QUOTED PASSAGE:
== Segment start ==

Entertainment » Movies

Review: 'The Craft: Legacy' Falls Short of the Original

by Kevin Taft
EDGE Media Network Contributor
Tuesday Dec 22, 2020
'The Craft: Legacy'
'The Craft: Legacy'  

The '90s cult classic "The Craft" gets a painfully woke remake with "The Craft: Legacy." As if directed by Ryan Murphy, there isn't a page of this woefully bland retread that isn't dripping with causes, issues, and diversity.

Don't get me wrong; every subject addressed in "Legacy" is worthy, and this reviewer would normally be here for it, but the screenplay by director Zoe Lister-Jones (also an actress herself) clearly hasn't met a controversial topic she hasn't wanted to address by firmly showing what side she rests on.

Here she tackles LGBTQ diversity with a trans character, a bisexual character, and a possible lesbian (although the character is never defined in any way other than she's Black). There are numerous people of color, and a "men are bad" theme that snakes its way into a male character with toxic masculinity, using it as a rallying cry against the #metoo movement - which is also a repeated theme.

None of these things are bad, of course, but when you have a movie packed full of them, there's no room to fully explore any of them. It's like the studio wanted to make the most up-to-date and politically correct movie they could, but they forgot to actually make a movie worth watching.

While not an actual remake, "Legacy" kind of does the CliffNotes version of the 1996 film until it starts to veer into territory that's not as girl vs. girl as the first. (Girls have to support each other now, dontcha' know.) The problem is, that's what made the first movie fun. There's no whacked out Nancy ("tricky tricky tricky") and no witch-on-witch fights. Now it's all about the power of women - and while that is noble, it sort of sucks the fun out of what should be a supernatural lark. Did the studio not understand exactly why the first film was a success to begin with?

So here we have Lily (Cailee Spaeny) — a sort of Ellen Page stand-in — who moves to a new town with her mom, played by Michelle Monoghan, so they can live with mom's new beau (played with a Shar-Pei naturalness by David Duchovny). Being the sort of gender-neutral gal she is, Lily has a rough first day when bad boy Timmy (Nicholas Galitzine) calls her out for getting her period in class.

== Segment end ==

DATA FOR ANALYSIS:
== Segment start ==

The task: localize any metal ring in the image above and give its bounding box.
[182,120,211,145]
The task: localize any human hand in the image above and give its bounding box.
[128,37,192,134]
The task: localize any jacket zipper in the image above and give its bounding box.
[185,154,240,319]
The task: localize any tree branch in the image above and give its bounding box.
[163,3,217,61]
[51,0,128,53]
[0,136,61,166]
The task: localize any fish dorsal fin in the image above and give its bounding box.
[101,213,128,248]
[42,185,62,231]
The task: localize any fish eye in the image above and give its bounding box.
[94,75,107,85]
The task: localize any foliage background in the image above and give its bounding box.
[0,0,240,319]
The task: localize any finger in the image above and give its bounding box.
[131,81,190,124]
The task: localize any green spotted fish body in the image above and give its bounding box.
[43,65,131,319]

== Segment end ==

ACTIVITIES:
1 - List each performer the review of "The Craft: Legacy" names as playing a role in that film, along with the role.
2 - According to the review of "The Craft: Legacy," who wrote the film's screenplay?
3 - Carry on the review of "The Craft: Legacy" from the point where it stops.

RESULTS OF THE EXERCISE:
1 -
Cailee Spaeny as Lily
Michelle Monoghan as Lily's mom
David Duchovny as mom's new beau
Nicholas Galitzine as Timmy

2 - Director Zoe Lister-Jones wrote the screenplay.

3 -
Three girls come to the rescue: The loudmouthed, brash Frankie (Gideon Adlon), "gamer" Tabby (Lovie Simone), and the glamorous Lourdes (trans Latina actress Zoey Luna). They befriend Lily, especially when they catch her revealing some startlingly remarkable powers when she defends herself from a douchebag classmate.

This is when the trio realizes that Lily might be the "fourth" they have been looking for — the fourth for their coven. They are witches, you see, but exactly how they developed their powers or learned how to do anything, is never explained. Soon enough these four are literally stopping time, shooting flames from their fingertips, and throwing people across the room with just a thought. All within the first twenty minutes. Grounded, this movie is not. At least not in regarding the witches' powers.

The four do some spells and cause some drama for a particular character who tearfully reveals a secret truth about himself. Again, the message of this character is a good one, and I guess it's something teenagers watching the film should see and may identify with, but with the film running down the laundry list of political correctness and acceptance, you almost have to laugh. (I actually did.)

To reveal the big bad in the film could spoil the surprise for some, so I won't mention it here. Thankfully, it goes in a different direction than the original film, which is a nice change - but again, it's too woke for its own good. It is packaged in yet another message about another topic that just compounds the myriad of issues that have come before it.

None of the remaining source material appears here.